TASK GOAL: In the newsletter extract below, where is the Technical Programme Manager – HPC/AI position based?

And that’s it for another week. Let me know what you thought, or if you have anything you’d like to share about the newsletter or management. Just email me or reply to this newsletter if you get it in your inbox.
Good luck in the coming week with your research computing team,
Jobs Leading Research Computing Teams
Highlights below; full listing available on the job board.
Technical Programme Manager – HPC/AI - Hartree Centre, Warrington UK
You will demonstrate the capability and potential to build upon a strong foundation of programme delivery expertise, existing technological knowledge relating to HPC and AI, and their external reputation developed through robust stakeholder relationships.
You will have a good technical understanding of the opportunities and challenges relating to the adoption of technologies such as AI, machine learning (ML) and deep learning (DL), and be able to work collectively with staff across STFC and our partners to translate these into meaningful programme deliverables and outcomes.

DATASET EXCERPTS:

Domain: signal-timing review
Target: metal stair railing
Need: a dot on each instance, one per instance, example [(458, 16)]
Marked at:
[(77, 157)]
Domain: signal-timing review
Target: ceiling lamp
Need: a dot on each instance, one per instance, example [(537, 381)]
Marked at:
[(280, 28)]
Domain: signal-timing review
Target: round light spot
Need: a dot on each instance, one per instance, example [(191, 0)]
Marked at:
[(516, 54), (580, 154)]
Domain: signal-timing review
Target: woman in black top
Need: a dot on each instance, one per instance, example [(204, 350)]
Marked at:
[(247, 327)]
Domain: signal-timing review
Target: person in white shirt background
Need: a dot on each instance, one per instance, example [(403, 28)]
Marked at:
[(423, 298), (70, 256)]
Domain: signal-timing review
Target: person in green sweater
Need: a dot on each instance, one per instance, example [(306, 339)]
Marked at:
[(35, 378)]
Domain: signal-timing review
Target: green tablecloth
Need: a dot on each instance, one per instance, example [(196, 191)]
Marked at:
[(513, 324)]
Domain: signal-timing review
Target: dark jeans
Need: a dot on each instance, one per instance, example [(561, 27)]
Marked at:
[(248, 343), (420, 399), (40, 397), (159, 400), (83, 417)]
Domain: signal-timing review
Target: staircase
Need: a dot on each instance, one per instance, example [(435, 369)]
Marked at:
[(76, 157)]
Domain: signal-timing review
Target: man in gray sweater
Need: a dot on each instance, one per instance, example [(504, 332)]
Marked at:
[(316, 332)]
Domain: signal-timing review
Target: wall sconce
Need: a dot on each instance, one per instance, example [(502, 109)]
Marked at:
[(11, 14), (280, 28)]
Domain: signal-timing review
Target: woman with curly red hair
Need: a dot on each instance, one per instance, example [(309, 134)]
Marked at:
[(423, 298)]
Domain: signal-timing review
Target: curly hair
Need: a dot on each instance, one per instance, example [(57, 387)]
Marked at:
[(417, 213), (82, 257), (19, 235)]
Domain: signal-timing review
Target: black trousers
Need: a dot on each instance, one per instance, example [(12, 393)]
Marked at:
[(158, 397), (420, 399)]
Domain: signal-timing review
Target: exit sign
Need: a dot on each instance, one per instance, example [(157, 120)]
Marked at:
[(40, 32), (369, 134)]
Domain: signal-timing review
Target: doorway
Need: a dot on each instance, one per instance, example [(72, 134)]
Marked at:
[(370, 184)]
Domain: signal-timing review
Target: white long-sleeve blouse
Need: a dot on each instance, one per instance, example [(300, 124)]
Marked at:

WORKED SOLUTION: Hartree Centre, Warrington UK